━━ TEXT ━━

Pensilva () is a village in the civil parish of St Ive and Pensilva, in east Cornwall, England, United Kingdom. It is at  about four miles (6 km) northeast of Liskeard. Nearby settlements include Charaton Cross and Middlehill.

The original small settlement grew quickly during the nineteenth century in response to industrial activity on the moorland north and west of the village. There is a Church of England chapel of St John (a chapel-of-ease to St Ive).

The village centre is about a mile from the edge of Bodmin Moor at Caradon Hill, on top of which is a large mast for the transmission for TV signals to the area. Caradon Hill is heavy with ancient mineshafts and engine houses dating from the 1900s wherein various ores of tin, zinc and arsenic were mined.

Pensilva is not generally considered a destination for tourists although nearby Minions has some historical attractions in the form of The Cheesewring—a stone monument at the head of a quarry—and The Hurlers, a set of standing stones. Caradon Hill with all its mine workings and open country is always worth a walk. As you approach the top of the hill, you can see parts of Plymouth and the Tamar estuary and further along the coast you can see the sea in the South. Sheep, cows and horses roam free on the hill and surrounding roads.

━━━
━━ DATA EXTRACT ━━

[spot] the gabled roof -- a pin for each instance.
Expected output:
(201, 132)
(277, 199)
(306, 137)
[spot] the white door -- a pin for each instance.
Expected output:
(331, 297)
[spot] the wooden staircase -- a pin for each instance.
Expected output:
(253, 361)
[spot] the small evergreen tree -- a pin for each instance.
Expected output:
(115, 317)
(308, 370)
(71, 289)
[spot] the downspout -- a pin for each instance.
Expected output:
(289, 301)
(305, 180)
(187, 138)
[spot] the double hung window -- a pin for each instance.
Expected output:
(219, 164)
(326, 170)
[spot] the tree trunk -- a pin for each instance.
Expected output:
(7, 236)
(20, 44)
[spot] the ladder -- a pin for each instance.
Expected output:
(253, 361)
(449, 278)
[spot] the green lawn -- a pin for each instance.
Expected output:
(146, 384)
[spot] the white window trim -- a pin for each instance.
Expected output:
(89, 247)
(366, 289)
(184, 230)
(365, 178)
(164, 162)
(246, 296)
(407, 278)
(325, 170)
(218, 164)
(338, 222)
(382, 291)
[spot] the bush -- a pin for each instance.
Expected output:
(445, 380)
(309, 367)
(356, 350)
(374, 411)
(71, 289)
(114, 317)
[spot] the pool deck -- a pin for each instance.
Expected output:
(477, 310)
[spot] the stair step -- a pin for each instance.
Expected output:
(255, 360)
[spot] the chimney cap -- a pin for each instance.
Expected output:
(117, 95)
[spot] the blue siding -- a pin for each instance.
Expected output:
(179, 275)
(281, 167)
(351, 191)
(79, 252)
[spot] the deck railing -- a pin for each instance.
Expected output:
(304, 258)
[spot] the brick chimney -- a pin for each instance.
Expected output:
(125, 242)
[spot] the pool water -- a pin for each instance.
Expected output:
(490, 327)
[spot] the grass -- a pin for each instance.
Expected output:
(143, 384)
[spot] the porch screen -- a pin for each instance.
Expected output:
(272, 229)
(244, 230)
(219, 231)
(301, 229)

━━━
━━ DATA EXTRACT ━━

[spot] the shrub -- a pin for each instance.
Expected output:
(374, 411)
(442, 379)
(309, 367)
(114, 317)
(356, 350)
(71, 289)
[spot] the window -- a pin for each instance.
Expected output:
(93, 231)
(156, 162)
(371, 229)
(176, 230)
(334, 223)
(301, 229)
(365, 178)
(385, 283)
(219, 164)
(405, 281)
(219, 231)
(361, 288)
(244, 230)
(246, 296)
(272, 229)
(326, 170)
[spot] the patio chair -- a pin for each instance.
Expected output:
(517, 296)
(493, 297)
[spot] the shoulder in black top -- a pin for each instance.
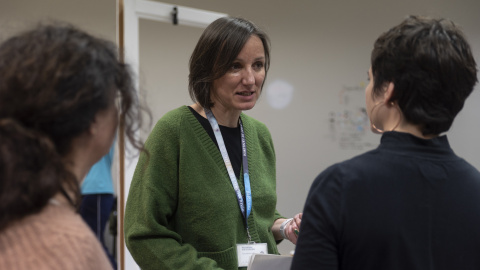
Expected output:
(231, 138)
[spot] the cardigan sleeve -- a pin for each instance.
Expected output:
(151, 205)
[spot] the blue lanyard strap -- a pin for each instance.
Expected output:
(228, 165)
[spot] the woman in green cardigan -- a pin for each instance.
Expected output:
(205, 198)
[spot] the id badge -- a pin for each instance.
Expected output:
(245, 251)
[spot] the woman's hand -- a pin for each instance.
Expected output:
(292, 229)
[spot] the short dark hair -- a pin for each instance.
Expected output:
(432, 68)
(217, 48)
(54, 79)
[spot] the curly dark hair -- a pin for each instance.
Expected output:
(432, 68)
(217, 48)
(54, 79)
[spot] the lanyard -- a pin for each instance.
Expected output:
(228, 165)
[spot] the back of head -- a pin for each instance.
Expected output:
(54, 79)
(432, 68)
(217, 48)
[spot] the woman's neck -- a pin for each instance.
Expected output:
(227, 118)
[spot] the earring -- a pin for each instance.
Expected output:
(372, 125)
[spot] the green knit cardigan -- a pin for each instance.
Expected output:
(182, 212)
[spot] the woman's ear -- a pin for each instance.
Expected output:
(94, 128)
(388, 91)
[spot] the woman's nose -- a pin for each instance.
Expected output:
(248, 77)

━━━

### ACTIONS TO TAKE:
a: Name every ore that the Pensilva text says was mined at Caradon Hill.
b: According to the Pensilva text, how far is the village from Liskeard, and in what direction?
c: Repeat a passage from the Pensilva text, starting at the words "The original small" and ending after the words "to St Ive).".
The lines have nothing to do with the Pensilva text.

### THE REPLIES:
a: Tin, zinc, arsenic

b: About four miles (6 km) northeast of Liskeard.

c:
The original small settlement grew quickly during the nineteenth century in response to industrial activity on the moorland north and west of the village. There is a Church of England chapel of St John (a chapel-of-ease to St Ive).